As is well-known, Kissinger rejected the advice of Tom Boyatt, his Cyprus Desk Officer to inform the Greek junta to stop any action against the democratically elected Cyprus government of President Makarios.
As I have previously written the public record is clear regarding Kissinger’s role in encouraging the Greek junta coup against Makarios on July 15, 1974 and the invasion of Cyprus by Turkey on July 20, 1974.
After the coup Kissinger’s actions proved his complicity in the coup and invasion. First, he refused to denounce the coup while all others, Britain and the world’s democracies denounced the Greek junta’s coup. If Kissinger had denounced the coup, the Greek junta would have fallen and the crisis ended. But Kissinger wanted to oust Makarios!
Second, Kissinger directed the U.S. ambassador to the UN to postpone the Monday night July 15, 1974 emergency UN Security Council session on Cyprus, to Friday, July 19, 1974, which gave Turkey time to prepare to invade Cyprus.
Third, he actually leaked to the New York Times on Wednesday July 17, 1974, that the State Department was leaning towards Sampson, whom the coup leaders installed as President of Cyprus, over Makarios. This gave Turkey an excuse to invade as they opposed Sampson.
The invasion and aggression by Turkey against Cyprus was a two-phase operation. The first phase was the initial invasion of July 20, 1974 which occupied 4 percent of Cyprus territory. Kissinger refused to denounce the Turkish invasion and declare Turkey in violation of U.S. laws by the illegal use of U.S. arms for aggression. Britain and most other nations denounced the invasion. Again if Kissinger had denounced the invasion and stopped arms to Turkey immediately as the law required, the matter would have been resolved in short order and the second wave of the invasion would not have occurred.
The Greek junta government fell on July 23, 1974 and former Prime Minister Constantine Karamanlis was sworn in with a unity government. Democracy was restored in Greece and elections were held in November 1974, in which Karamanlis won election as prime minister.
The coup government of Nicos Sampson in Cyprus also fell on July 23, 1974 and the President of the House of Representatives Glafkos Clerides was sworn in as Acting President under the constitution. Thus the legitimate government of Cyprus had been restored 8 days after the coup.
Britain, Greece and Turkey, the guarantor powers, entered into negotiations in Geneva- following the first UN cease on July 22, 1974. Kissinger was kept advised about the negotiations. On August 13, 1974, Turkey issued a thirty-six hour ultimatum to Greece and Britain to accept Turkey’s proposal, which was tantamount to partition, for six separate Turkish Cypriot “cantons” consisting of thirty-four percent of the island nation for the eighteen percent minority community.

## Given entries
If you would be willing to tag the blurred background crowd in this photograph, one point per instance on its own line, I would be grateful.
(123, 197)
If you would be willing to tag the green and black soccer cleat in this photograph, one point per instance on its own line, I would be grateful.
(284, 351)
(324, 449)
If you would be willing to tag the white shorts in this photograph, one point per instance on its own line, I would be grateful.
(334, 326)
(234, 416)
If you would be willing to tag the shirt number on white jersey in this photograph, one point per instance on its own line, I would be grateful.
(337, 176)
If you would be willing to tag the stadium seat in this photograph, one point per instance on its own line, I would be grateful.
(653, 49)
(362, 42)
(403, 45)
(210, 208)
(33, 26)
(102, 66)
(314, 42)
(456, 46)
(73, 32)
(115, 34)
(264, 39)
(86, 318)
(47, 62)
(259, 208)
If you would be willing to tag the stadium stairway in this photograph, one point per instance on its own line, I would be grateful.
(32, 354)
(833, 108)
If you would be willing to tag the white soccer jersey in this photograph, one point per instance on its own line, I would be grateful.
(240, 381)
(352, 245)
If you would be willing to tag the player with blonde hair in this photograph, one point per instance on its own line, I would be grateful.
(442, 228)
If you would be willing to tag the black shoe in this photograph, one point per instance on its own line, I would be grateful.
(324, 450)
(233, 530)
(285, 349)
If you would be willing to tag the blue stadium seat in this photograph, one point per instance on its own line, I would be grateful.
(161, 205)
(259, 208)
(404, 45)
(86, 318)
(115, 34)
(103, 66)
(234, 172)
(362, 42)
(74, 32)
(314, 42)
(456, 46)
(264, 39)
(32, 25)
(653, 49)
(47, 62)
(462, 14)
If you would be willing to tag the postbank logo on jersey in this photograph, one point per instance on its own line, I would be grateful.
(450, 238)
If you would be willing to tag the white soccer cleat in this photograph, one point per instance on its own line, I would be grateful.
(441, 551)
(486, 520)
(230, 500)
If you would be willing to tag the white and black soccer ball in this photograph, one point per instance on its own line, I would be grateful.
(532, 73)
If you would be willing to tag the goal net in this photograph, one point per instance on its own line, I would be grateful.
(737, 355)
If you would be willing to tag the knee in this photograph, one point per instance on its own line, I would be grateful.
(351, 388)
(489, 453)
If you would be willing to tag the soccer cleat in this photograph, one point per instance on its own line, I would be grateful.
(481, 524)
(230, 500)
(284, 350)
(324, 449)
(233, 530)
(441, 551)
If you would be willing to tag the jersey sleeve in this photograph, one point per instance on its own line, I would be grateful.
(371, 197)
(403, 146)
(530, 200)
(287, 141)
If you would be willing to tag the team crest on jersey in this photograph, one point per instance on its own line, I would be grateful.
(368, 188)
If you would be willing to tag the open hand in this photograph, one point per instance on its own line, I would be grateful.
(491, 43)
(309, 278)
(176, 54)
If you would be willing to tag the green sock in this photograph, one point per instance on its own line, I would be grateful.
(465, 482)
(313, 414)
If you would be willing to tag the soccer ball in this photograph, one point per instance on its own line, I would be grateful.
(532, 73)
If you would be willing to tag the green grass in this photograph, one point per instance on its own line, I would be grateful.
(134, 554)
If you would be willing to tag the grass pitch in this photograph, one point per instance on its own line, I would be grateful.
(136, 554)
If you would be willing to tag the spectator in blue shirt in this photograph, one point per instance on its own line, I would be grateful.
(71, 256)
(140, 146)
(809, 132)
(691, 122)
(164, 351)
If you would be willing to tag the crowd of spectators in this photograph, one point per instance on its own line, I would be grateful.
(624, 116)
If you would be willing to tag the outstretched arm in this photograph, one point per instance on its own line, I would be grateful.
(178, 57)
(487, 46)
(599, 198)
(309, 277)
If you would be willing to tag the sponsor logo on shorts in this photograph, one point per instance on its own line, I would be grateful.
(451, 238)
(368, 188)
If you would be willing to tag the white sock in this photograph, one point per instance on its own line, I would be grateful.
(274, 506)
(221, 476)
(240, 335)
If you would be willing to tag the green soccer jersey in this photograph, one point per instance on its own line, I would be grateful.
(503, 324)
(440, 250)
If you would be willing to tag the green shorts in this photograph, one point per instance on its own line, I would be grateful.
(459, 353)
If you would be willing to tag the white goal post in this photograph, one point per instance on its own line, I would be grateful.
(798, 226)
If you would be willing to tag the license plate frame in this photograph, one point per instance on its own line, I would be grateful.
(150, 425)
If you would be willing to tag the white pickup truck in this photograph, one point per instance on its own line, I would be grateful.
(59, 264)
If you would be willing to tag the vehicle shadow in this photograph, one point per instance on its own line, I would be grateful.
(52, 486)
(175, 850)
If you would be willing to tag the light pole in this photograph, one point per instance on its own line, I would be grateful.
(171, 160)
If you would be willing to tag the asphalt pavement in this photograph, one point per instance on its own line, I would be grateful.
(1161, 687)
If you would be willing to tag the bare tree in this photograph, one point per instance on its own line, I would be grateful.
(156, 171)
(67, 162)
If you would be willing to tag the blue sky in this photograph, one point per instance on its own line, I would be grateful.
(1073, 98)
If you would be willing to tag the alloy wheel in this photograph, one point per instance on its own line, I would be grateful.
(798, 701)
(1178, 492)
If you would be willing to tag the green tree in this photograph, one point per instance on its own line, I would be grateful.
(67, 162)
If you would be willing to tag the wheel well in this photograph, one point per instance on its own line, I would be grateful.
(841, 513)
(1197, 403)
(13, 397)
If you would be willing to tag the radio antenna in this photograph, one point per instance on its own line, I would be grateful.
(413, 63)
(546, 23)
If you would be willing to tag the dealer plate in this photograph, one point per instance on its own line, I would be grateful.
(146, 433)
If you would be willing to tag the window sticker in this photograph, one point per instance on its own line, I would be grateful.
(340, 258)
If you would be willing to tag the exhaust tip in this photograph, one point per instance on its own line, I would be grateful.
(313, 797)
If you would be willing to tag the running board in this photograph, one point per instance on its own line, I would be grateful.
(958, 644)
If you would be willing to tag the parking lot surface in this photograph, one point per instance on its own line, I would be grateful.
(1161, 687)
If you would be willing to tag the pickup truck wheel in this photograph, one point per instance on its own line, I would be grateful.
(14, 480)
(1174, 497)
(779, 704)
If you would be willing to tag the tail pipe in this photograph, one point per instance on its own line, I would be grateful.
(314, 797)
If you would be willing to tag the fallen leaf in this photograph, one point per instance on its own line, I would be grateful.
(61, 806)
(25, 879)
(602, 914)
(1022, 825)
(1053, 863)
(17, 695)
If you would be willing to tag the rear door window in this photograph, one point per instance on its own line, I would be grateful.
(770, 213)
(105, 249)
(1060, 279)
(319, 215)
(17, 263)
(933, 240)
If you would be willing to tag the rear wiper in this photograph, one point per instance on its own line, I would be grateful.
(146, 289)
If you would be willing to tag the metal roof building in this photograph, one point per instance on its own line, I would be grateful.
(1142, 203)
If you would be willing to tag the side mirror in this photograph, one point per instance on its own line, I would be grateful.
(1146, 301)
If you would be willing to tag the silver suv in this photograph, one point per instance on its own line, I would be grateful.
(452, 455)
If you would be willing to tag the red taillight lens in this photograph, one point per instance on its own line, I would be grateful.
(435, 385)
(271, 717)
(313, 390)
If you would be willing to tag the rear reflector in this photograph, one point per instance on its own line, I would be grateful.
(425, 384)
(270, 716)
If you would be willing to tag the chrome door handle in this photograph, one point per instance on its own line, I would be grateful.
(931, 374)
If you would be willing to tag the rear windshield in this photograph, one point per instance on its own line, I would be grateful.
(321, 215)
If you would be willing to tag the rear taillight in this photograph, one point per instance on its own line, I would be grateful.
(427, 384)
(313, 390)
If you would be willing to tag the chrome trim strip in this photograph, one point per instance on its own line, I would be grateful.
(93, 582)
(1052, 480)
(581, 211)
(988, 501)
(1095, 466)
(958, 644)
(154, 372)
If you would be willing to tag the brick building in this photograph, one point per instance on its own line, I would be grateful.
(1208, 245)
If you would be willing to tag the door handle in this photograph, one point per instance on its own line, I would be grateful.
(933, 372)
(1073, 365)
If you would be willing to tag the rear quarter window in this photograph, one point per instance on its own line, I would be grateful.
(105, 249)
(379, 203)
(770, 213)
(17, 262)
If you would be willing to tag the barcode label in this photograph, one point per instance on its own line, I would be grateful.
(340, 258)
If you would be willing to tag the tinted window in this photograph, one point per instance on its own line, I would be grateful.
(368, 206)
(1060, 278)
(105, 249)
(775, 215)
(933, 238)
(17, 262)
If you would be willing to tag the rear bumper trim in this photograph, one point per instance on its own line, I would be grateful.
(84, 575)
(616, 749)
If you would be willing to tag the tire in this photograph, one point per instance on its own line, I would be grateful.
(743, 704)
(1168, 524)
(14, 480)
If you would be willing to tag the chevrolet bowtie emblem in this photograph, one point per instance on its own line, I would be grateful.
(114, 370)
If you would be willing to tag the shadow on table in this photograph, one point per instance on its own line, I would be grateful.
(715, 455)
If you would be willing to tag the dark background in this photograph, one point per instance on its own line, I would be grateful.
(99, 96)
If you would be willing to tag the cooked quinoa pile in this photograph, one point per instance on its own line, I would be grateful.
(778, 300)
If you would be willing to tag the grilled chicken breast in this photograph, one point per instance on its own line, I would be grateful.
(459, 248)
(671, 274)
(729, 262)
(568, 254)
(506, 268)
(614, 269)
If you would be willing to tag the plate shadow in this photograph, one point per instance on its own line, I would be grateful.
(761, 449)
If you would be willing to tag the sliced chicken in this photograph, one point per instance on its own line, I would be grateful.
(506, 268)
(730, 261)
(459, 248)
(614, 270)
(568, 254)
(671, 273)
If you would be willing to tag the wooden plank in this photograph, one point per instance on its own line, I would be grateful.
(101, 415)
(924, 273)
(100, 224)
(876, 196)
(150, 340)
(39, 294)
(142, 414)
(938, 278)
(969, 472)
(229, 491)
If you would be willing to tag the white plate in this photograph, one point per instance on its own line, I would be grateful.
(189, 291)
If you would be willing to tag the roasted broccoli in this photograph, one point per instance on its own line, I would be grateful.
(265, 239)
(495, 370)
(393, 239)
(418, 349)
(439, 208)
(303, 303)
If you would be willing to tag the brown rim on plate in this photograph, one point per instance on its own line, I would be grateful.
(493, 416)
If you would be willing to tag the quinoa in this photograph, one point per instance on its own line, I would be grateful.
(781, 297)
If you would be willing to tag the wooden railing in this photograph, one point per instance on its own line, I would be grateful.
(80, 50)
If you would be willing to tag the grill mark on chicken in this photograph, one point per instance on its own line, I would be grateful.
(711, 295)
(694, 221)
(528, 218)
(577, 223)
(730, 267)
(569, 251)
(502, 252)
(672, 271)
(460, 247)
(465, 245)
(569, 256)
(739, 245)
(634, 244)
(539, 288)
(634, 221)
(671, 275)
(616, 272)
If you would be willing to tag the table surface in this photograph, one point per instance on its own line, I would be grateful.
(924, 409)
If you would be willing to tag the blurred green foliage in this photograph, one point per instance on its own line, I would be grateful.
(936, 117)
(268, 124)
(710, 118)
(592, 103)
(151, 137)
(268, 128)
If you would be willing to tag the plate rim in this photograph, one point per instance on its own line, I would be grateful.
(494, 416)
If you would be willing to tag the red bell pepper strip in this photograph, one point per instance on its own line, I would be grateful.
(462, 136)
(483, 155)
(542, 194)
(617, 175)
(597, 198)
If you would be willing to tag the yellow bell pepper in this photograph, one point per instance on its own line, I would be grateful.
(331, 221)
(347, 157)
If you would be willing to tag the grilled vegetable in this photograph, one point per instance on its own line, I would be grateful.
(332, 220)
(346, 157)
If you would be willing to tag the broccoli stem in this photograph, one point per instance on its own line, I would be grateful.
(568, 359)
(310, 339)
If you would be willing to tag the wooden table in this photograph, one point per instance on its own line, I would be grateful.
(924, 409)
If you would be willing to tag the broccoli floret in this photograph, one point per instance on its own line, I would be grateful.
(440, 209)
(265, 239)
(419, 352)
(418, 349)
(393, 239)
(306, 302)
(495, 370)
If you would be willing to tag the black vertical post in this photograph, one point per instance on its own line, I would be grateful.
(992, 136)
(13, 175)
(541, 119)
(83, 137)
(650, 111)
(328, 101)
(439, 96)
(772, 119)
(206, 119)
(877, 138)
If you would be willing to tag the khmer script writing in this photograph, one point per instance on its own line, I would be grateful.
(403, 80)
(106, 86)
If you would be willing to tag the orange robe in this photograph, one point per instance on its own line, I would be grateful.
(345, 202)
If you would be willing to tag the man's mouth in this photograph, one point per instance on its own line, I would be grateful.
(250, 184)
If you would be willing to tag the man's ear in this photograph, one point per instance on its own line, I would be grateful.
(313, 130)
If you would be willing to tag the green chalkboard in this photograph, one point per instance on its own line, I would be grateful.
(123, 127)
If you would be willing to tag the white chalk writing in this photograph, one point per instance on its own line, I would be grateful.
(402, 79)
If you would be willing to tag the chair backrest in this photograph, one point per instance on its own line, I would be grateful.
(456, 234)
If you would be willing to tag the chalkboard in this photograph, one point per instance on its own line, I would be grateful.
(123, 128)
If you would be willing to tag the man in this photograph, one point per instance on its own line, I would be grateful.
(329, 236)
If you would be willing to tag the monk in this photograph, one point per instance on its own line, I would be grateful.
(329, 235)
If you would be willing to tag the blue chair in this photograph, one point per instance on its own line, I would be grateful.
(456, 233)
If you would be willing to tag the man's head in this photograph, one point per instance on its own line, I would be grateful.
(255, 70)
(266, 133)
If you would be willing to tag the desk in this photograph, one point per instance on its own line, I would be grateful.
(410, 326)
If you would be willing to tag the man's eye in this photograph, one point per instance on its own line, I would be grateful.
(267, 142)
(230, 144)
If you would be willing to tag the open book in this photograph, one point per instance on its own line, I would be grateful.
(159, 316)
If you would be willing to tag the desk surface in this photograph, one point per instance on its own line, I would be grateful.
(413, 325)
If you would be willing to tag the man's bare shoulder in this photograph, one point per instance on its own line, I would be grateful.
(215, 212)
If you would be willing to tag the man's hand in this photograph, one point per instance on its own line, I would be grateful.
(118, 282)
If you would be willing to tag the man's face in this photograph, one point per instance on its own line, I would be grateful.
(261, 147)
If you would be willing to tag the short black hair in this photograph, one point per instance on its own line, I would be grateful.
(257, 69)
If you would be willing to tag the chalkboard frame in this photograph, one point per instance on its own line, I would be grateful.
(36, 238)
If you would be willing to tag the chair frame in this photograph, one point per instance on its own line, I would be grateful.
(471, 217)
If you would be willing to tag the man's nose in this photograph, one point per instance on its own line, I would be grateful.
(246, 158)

## Task list
(a) In the Cyprus excerpt, on what date did the Greek junta government fall?
(b) From the Cyprus excerpt, transcribe the passage starting with "The Greek junta government" and going on through "as prime minister.".
(c) Restate the Cyprus excerpt's paragraph beginning "The coup government of Nicos Sampson" more briefly, keeping its main facts.

## Responses for each task
(a) July 23, 1974

(b)
The Greek junta government fell on July 23, 1974 and former Prime Minister Constantine Karamanlis was sworn in with a unity government. Democracy was restored in Greece and elections were held in November 1974, in which Karamanlis won election as prime minister.

(c) On July 23, 1974, Nicos Sampson's coup government in Cyprus fell. Glafkos Clerides, President of the House of Representatives, was sworn in as Acting President under the constitution. This restored the legitimate government of Cyprus 8 days after the coup.